Top of EXTRACTED TEXT

Politician who investigated spyware abuses had his phone hacked with Pegasus

A European politician who served on an EU committee investigating spyware abuses by governments has been identified as a victim of NSO Group’s Pegasus spyware.

Stelios Kouloglou, a Greek journalist and former SYRIZA member of the European Parliament, served on the PEGA committee tasked with investigating the use of Pegasus and similar spyware by European governments. Citizen Lab at the University of Toronto confirmed that Kouloglou’s iPhone was hacked with Pegasus on two occasions.

The first hack occurred in October 2022 while Kouloglou was in hospital for scheduled surgery. The second took place on March 6-7, 2023, while he was traveling from Athens to Brussels for committee hearings. Both incidents coincided with periods of intense activity on the committee, including drafting the final report on spyware abuses in Cyprus, Greece, Hungary, Poland, and Spain.

The exploit used a zero-click vulnerability in Apple’s smart home software, a flaw that required no user interaction. The same Pegasus-linked email address had been used in a previous campaign targeting European journalists, suggesting NSO authorized cross-country operations.

“You realize that all of your personal data was taken, not all the professional exchanges or messages with ministers, but also the very private things, like the happy moments and the sad moments,” Kouloglou told TechCrunch.

A serving European lawmaker described the hacking of Kouloglou’s phone as a “direct attack on the rule of law.” Kouloglou said he plans to sue NSO Group.

The incident highlights how governments that purchase spyware ostensibly for fighting serious crime can deploy it against journalists, lawmakers, and critics. NSO Group, acquired by an unnamed US investment group in 2025 in an effort to rehabilitate its brand, did not comment.

Bottom of EXTRACTED TEXT
Top of ENTRIES SUPPLIED

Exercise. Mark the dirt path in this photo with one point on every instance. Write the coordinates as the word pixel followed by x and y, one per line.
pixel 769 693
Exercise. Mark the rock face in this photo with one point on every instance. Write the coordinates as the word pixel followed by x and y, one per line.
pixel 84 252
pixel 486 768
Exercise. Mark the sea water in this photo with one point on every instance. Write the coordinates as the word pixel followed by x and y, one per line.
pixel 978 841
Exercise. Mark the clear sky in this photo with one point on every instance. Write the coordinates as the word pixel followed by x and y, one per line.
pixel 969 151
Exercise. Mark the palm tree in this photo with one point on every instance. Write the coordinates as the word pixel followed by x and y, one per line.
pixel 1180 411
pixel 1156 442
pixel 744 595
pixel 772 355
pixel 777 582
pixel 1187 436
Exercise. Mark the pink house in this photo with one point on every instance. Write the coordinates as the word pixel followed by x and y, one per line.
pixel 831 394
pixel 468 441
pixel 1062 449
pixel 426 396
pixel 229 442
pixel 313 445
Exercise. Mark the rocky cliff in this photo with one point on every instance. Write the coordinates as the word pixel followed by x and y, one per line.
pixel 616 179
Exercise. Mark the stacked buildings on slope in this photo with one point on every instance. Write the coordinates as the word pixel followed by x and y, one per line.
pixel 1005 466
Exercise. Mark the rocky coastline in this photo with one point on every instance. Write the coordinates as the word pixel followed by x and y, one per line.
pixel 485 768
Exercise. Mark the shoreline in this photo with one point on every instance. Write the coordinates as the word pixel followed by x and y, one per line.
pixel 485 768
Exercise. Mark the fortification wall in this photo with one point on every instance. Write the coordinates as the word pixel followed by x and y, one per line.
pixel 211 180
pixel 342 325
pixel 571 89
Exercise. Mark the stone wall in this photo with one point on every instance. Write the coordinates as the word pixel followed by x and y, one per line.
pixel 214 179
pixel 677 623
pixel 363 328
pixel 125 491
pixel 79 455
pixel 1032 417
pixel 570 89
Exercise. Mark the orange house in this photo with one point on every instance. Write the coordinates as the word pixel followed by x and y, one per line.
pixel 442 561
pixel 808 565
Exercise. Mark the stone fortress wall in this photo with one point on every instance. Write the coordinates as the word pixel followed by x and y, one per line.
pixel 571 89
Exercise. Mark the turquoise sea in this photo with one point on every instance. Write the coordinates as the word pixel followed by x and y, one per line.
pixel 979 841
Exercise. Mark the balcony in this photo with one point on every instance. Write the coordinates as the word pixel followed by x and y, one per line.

Bottom of ENTRIES SUPPLIED

ACTIVITIES.
a: List the countries whose spyware abuses were the subject of the committee's final report, according to the Pegasus article.
b: Using the Pegasus article, answer these:
(i) At which university is Citizen Lab based?
(ii) Where was Kouloglou when the first hack took place?
(iii) In what year was NSO Group acquired by a US investment group?
c: In the Pegasus article, take the part that opens with the words containing "A serving European" and closes with "did not comment.", and rename "investment group" to "investment firm".
The records are separate material and have no connection to the Pegasus article.

SOLUTIONS BELOW.
a: Cyprus, Greece, Hungary, Poland, Spain

b:
(i) The University of Toronto.
(ii) In the hospital for scheduled surgery.
(iii) 2025.

c:
A serving European lawmaker described the hacking of Kouloglou’s phone as a “direct attack on the rule of law.” Kouloglou said he plans to sue NSO Group.

The incident highlights how governments that purchase spyware ostensibly for fighting serious crime can deploy it against journalists, lawmakers, and critics. NSO Group, acquired by an unnamed US investment firm in 2025 in an effort to rehabilitate its brand, did not comment.